* [Extracted data]:
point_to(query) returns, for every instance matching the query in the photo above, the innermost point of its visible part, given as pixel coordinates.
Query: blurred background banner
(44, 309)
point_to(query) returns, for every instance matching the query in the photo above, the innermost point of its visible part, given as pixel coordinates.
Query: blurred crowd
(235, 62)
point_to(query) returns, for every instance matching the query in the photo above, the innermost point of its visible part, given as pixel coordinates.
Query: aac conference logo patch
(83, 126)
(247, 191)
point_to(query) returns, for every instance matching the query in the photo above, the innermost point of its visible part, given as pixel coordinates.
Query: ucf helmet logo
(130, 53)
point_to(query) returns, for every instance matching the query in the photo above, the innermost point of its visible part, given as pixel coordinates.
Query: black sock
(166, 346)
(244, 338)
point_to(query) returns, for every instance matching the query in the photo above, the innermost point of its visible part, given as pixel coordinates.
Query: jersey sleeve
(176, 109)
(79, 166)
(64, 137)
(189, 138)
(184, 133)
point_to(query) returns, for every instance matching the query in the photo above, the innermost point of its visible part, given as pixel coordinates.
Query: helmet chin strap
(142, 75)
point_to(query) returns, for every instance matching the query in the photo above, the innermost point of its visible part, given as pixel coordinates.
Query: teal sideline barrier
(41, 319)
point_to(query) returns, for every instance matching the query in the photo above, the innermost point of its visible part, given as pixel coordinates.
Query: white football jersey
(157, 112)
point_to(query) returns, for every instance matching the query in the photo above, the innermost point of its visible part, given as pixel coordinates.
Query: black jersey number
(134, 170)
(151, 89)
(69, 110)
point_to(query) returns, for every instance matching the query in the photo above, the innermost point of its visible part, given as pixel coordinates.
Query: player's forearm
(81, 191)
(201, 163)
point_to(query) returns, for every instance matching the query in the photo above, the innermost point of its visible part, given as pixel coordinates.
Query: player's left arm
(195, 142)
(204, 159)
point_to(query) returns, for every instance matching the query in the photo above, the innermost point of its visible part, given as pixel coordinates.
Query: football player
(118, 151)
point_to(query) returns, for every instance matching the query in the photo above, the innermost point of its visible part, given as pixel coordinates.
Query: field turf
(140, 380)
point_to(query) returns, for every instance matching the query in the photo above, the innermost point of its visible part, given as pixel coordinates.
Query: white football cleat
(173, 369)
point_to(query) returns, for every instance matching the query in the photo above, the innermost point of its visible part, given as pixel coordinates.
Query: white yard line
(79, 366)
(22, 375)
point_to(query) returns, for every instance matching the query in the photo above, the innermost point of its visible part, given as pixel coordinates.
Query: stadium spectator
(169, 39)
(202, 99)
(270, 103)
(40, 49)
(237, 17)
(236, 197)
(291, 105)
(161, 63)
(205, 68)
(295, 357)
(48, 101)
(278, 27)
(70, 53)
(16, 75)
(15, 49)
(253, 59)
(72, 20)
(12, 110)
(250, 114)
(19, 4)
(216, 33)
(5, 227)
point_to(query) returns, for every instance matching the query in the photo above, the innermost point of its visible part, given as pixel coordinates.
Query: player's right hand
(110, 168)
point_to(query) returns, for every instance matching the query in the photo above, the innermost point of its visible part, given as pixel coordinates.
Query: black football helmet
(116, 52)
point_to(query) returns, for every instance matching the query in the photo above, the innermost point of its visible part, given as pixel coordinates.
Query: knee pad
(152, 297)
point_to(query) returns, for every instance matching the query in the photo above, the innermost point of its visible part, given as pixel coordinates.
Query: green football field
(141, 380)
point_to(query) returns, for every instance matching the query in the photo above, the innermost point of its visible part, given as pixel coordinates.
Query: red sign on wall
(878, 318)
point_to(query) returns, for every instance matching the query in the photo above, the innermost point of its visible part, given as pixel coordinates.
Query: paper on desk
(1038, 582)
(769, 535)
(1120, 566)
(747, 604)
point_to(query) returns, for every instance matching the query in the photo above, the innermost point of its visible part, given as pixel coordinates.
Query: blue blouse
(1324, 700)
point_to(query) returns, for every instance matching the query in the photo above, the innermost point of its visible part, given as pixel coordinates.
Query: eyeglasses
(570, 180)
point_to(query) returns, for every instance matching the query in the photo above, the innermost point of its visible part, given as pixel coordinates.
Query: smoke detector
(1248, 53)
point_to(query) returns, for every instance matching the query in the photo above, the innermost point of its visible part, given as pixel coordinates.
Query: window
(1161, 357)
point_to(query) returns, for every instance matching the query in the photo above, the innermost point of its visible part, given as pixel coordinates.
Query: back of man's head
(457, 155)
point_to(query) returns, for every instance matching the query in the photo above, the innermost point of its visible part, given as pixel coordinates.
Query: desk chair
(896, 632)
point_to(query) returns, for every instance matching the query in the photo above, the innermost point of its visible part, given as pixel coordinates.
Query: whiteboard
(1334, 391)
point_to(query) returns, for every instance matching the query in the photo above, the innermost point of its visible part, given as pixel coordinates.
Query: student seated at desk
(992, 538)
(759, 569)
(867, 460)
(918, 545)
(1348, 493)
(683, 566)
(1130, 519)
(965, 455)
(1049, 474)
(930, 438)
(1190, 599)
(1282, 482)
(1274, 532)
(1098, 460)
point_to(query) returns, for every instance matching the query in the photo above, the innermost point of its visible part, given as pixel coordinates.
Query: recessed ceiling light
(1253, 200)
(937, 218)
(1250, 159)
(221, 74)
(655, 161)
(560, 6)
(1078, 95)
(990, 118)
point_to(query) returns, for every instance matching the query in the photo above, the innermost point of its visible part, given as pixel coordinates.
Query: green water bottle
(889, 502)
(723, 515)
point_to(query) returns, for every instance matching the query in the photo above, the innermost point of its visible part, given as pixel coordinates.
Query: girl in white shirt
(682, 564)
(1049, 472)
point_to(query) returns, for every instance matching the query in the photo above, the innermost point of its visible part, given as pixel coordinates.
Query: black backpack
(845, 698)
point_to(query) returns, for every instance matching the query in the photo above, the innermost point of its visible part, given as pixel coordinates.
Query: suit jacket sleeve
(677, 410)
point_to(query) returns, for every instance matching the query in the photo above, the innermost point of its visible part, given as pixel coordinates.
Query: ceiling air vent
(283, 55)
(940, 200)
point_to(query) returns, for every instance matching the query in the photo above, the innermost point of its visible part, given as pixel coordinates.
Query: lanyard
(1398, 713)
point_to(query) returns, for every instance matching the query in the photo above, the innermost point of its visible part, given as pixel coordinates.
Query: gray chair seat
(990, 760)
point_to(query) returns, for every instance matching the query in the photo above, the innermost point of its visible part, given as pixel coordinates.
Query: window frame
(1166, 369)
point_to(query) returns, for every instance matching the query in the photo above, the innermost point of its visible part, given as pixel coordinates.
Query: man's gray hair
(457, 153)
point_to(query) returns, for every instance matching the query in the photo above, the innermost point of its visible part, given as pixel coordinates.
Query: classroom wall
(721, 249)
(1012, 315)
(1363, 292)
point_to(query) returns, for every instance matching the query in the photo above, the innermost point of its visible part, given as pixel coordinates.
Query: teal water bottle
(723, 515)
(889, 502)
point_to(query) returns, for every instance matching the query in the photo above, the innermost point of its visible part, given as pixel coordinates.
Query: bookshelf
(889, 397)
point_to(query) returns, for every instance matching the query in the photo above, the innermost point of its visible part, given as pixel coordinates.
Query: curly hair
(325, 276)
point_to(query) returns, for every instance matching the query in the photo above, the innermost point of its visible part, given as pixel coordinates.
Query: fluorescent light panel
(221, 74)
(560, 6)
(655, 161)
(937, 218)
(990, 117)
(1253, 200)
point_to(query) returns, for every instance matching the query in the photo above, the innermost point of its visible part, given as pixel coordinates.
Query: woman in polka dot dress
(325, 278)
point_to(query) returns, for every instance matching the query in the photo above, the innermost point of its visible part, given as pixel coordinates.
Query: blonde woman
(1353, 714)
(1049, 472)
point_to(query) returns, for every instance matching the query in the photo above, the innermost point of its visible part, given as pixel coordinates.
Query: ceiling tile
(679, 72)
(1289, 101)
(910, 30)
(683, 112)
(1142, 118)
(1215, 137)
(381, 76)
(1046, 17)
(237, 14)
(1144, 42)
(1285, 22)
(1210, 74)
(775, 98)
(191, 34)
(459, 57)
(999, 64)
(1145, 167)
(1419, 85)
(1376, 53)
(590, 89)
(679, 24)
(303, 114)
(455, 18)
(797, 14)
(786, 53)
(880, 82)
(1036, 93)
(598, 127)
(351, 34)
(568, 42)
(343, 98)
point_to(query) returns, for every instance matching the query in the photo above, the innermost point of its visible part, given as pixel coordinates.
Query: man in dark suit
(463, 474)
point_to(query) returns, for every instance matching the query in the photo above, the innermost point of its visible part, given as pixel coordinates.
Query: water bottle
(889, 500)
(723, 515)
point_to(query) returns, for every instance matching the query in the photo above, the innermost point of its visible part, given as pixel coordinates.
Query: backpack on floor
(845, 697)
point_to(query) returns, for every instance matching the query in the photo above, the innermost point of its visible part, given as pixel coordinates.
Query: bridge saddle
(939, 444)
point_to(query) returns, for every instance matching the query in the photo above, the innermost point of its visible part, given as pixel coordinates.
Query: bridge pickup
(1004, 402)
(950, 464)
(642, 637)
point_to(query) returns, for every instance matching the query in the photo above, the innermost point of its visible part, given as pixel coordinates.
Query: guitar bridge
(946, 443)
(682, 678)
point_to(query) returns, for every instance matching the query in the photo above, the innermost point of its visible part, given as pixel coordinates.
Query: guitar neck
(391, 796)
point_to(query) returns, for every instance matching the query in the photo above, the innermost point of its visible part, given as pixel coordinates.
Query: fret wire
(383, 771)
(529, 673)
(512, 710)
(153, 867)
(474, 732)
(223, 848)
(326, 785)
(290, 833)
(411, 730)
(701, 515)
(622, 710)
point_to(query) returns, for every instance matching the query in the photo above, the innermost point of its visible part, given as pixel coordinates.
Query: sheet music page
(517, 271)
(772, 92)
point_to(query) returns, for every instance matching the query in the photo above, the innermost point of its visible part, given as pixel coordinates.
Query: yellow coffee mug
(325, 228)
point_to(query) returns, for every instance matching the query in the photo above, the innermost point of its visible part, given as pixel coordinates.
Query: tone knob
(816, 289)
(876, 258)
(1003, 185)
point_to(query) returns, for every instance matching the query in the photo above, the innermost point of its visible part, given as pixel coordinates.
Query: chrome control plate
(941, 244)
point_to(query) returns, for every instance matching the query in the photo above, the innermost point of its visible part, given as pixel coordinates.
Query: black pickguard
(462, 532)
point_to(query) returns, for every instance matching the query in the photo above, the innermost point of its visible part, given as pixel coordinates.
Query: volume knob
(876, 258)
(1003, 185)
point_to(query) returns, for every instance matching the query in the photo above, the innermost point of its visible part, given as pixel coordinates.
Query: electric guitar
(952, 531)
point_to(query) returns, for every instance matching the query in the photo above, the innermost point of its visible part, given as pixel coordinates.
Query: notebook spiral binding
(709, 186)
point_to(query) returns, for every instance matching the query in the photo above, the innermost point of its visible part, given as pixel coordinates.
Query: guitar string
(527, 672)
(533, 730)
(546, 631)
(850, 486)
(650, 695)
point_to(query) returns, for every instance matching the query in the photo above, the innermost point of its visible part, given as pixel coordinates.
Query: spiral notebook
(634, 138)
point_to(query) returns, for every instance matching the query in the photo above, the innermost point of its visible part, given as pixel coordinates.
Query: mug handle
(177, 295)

* [Task goal]:
Only the lines from the one containing "Query: notebook spiral binding" through the end of the listing belong in the response, each reproduced exactly.

* [Written solution]:
Query: notebook spiral binding
(709, 186)
point_to(query) returns, for every instance matching the query in the photo above, the innermost point of its visible part, given as pixel coordinates.
Query: guitar string
(527, 672)
(533, 730)
(546, 631)
(850, 486)
(650, 695)
point_to(query) returns, for every instance matching the query in the photo above, the innermost point of its visible part, given as pixel coordinates.
Query: spiral notebook
(634, 138)
point_to(query) returns, for every instance matching the query in the photo above, the innermost point of its visible part, given as pixel coordinates.
Query: mug handle
(177, 295)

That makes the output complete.